▶ DOCUMENT EXCERPT
Segment Open

More than 100 scientists have filled in the last 8% of missing human genetic information and published the findings in a series of six papers in the journal DNA. Called deoxyribonucleic acid, these genetic instructions in some cases repeated thousands of times, making it too difficult for the sequencing technology at the time to untangle it.

New Technology Led to Discovery

Navigating the repetitive genetic information “was like being on a roundabout with no exits,” says Eichler, who was also part of the original Human Genome Project. With advances in the past 2 decades, technology can now sort out the repeating genetics and present the letters in longer, readable strings.

The human genome, with 23 pairs of chromosomes, has 3 billion base pairs, and the recovered 8% add 200 million new base pairs, which is essentially like adding one very large chromosome to scientific discovery, he says.

Segment Closed

▶ DATA BELOW
Segment Open

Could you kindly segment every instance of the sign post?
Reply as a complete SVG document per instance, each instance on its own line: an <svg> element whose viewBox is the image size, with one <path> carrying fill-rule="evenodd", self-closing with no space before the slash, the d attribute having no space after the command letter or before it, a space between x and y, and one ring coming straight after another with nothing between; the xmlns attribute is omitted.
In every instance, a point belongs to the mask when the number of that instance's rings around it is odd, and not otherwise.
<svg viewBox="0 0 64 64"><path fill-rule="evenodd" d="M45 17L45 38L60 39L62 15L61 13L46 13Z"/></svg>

Segment Closed

▶ TASK OBJECTIVE
Continue the text on the missing 8% of human genetic information, starting after its last sentence. The data above is separate material and has no connection to the text.

▶ RESPONSE FOR THIS EXERCISE
Among the things a completed map could help explain is a person’s risk for heart disease. Eichler says the new information could help specialists understand the gene called “lipoprotein (a).” Part of that gene is highly repetitive, he says, and those trying to sequence it before simply got lost.

“We haven’t been able to sequence that gene routinely for the last 2 decades largely because the tail end of it – the business end of the molecule – is made up of these long repeats,” he says. “Now we have our first complete copy,” which means scientists can ask questions and come up with tests for the connection between the gene and heart disease risk. “That’s a clear-cut example of where this information will be very, very valuable,” Eichler says.